(Saved data entries)
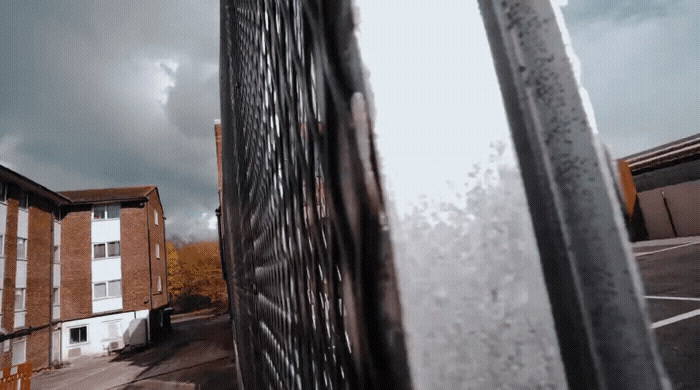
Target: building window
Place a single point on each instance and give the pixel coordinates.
(24, 201)
(56, 296)
(111, 289)
(19, 351)
(104, 250)
(20, 299)
(109, 211)
(21, 249)
(78, 335)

Requirement: Format the entries as a two-column CSV with the headers "instruction" and "points", one row per entry, putting each entry's text and its answer in single quoted fields and replacing line breaks with spaces. Leave the pictures out.

Answer to this problem:
instruction,points
"Target: building window Place a single point on each instance and give the pixel coordinates.","(24, 201) (56, 296) (111, 289) (19, 351) (104, 250) (20, 299) (109, 211) (21, 249) (78, 335)"